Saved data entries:

-- Opening Marker --

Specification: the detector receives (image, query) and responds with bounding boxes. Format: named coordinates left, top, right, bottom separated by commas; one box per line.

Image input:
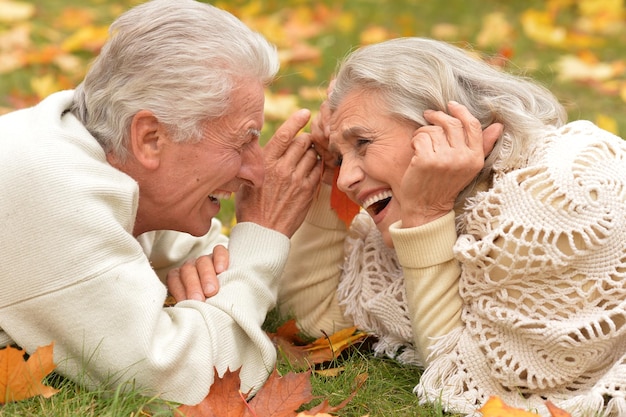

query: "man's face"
left=143, top=80, right=266, bottom=236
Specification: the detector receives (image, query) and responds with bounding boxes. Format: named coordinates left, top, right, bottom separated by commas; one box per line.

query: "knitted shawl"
left=336, top=121, right=626, bottom=417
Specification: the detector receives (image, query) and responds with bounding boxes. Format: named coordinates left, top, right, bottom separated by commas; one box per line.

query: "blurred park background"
left=1, top=0, right=625, bottom=130
left=1, top=0, right=625, bottom=227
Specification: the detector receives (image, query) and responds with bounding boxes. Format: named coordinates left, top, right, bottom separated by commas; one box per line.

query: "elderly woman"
left=277, top=37, right=626, bottom=416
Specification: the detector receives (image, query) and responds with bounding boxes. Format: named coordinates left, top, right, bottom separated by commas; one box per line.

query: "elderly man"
left=0, top=0, right=320, bottom=406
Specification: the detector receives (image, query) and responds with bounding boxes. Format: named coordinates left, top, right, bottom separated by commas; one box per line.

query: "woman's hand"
left=166, top=244, right=229, bottom=303
left=310, top=81, right=335, bottom=185
left=399, top=101, right=503, bottom=228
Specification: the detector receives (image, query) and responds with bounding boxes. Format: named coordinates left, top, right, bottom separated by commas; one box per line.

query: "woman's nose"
left=336, top=156, right=362, bottom=193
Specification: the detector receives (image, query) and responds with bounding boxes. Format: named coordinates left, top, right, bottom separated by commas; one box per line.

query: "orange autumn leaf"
left=479, top=396, right=572, bottom=417
left=330, top=167, right=360, bottom=228
left=545, top=401, right=572, bottom=417
left=178, top=367, right=363, bottom=417
left=0, top=342, right=58, bottom=404
left=269, top=320, right=368, bottom=369
left=177, top=368, right=249, bottom=417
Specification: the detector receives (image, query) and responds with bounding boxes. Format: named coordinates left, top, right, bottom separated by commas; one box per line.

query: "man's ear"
left=129, top=110, right=164, bottom=170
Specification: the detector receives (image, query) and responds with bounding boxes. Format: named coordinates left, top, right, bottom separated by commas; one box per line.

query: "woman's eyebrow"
left=342, top=126, right=372, bottom=140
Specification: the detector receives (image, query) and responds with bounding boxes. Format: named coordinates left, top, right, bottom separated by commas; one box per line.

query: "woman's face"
left=329, top=89, right=418, bottom=246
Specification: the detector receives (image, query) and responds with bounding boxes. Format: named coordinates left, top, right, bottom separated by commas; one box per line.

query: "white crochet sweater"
left=278, top=121, right=626, bottom=417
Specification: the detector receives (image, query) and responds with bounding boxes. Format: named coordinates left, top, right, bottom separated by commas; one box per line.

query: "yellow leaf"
left=0, top=0, right=35, bottom=23
left=305, top=326, right=367, bottom=352
left=0, top=343, right=58, bottom=404
left=31, top=74, right=62, bottom=100
left=595, top=114, right=619, bottom=135
left=479, top=396, right=541, bottom=417
left=521, top=9, right=567, bottom=46
left=313, top=367, right=345, bottom=377
left=359, top=26, right=393, bottom=45
left=431, top=23, right=459, bottom=40
left=263, top=92, right=300, bottom=122
left=476, top=12, right=514, bottom=48
left=479, top=396, right=572, bottom=417
left=61, top=25, right=110, bottom=53
left=555, top=54, right=625, bottom=82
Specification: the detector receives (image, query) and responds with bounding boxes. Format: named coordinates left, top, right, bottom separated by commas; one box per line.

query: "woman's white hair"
left=328, top=37, right=567, bottom=200
left=71, top=0, right=279, bottom=162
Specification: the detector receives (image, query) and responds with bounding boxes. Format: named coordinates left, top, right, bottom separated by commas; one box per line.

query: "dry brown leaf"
left=269, top=320, right=368, bottom=369
left=247, top=369, right=312, bottom=417
left=0, top=342, right=58, bottom=404
left=330, top=168, right=360, bottom=228
left=177, top=367, right=363, bottom=417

-- Closing Marker --

## About this task
All records must be output exactly as they are, except for the pictures, which are left out.

## Your response
Specification: the detector receives (image, query) and responds with bounding boxes. Format: named coordinates left, top, right, bottom separated by commas; one box per line.

Image input:

query: "man's face"
left=143, top=80, right=266, bottom=236
Specification: the detector receives (image, query) and responds with bounding boxes. Format: named coordinates left, top, right, bottom separated by commas; one box per line.

query: "knitted shawl"
left=336, top=121, right=626, bottom=417
Specification: the detector receives (image, query) and responds with bounding boxes. Format: named coordinates left, top, right, bottom separated by commas; one box per line.

query: "blurred park background"
left=1, top=0, right=625, bottom=130
left=1, top=0, right=625, bottom=227
Specification: the detector receives (image, query) and responds with bounding boxes. Format: named coordinates left, top, right, bottom separated by commas; one box per line.

query: "elderly woman"
left=277, top=37, right=626, bottom=416
Specification: the detector receives (image, query) and responds with bounding boxes. Format: named coordinates left, top, right, bottom separated by commas; one box per line.

query: "elderly man"
left=0, top=0, right=320, bottom=406
Specification: the detector receives (image, query) and responds with bounding boxes. Format: named coordinates left, top, right, bottom separated by commas; one box per line.

query: "woman's hand"
left=166, top=244, right=229, bottom=303
left=310, top=81, right=335, bottom=185
left=399, top=101, right=503, bottom=228
Specification: the detector receives (image, query) and responds with bounding boxes. Format: named coordinates left, top, right, bottom separated by commas; one box per line.

query: "woman's nose"
left=336, top=156, right=362, bottom=193
Specification: the detector receives (image, query) and responds with bounding boxes. Format: named coordinates left, top, right, bottom separated by commas; one box per line.

query: "orange autumn leaf"
left=479, top=396, right=572, bottom=417
left=330, top=167, right=360, bottom=228
left=545, top=401, right=572, bottom=417
left=178, top=367, right=363, bottom=417
left=0, top=342, right=58, bottom=404
left=269, top=320, right=368, bottom=369
left=177, top=368, right=249, bottom=417
Specification: the detector receives (image, query) and responds with bounding boxes. Format: named coordinates left, top, right, bottom separated by commas; one box per line.

query: "man's ear"
left=129, top=110, right=164, bottom=170
Specification: the detector receives (image, query) and responds with bounding boxes. Format: named coordinates left, top, right, bottom separated by commas; one box per line.

query: "woman's eyebrow"
left=342, top=126, right=372, bottom=140
Specification: the detector receives (image, query) and responds with bounding boxes. Format: named coordinates left, top, right, bottom separated by commas; one box per line.

query: "woman's face"
left=329, top=89, right=418, bottom=246
Specification: the detector receives (image, query) and responds with bounding boxes. Format: named coordinates left, top, right, bottom separated by commas; one box per line.

query: "white crochet sweater"
left=278, top=121, right=626, bottom=417
Specification: the detector receives (image, query) and responds with bounding boxes. Format: named coordinates left, top, right, bottom separated by commas; one box per line.

query: "yellow leaf"
left=0, top=0, right=35, bottom=23
left=305, top=326, right=367, bottom=352
left=0, top=343, right=58, bottom=404
left=31, top=74, right=62, bottom=100
left=595, top=114, right=619, bottom=135
left=479, top=396, right=541, bottom=417
left=521, top=9, right=567, bottom=46
left=313, top=367, right=345, bottom=377
left=359, top=26, right=393, bottom=45
left=431, top=23, right=459, bottom=40
left=263, top=92, right=300, bottom=122
left=476, top=12, right=514, bottom=48
left=479, top=396, right=572, bottom=417
left=61, top=25, right=110, bottom=53
left=555, top=54, right=625, bottom=82
Specification: the detector receives (image, query) and responds with bounding boxes. Format: named coordinates left, top, right, bottom separated by commas; one box per line.

query: "woman's white hair"
left=328, top=37, right=567, bottom=200
left=71, top=0, right=279, bottom=162
Specification: the detector receives (image, query) and responds with bounding boxes. Format: named coordinates left, top, right, bottom separated by commas; one box per line.

query: "dry brown leaf"
left=269, top=320, right=368, bottom=369
left=247, top=369, right=312, bottom=417
left=0, top=342, right=58, bottom=404
left=330, top=168, right=360, bottom=228
left=177, top=367, right=363, bottom=417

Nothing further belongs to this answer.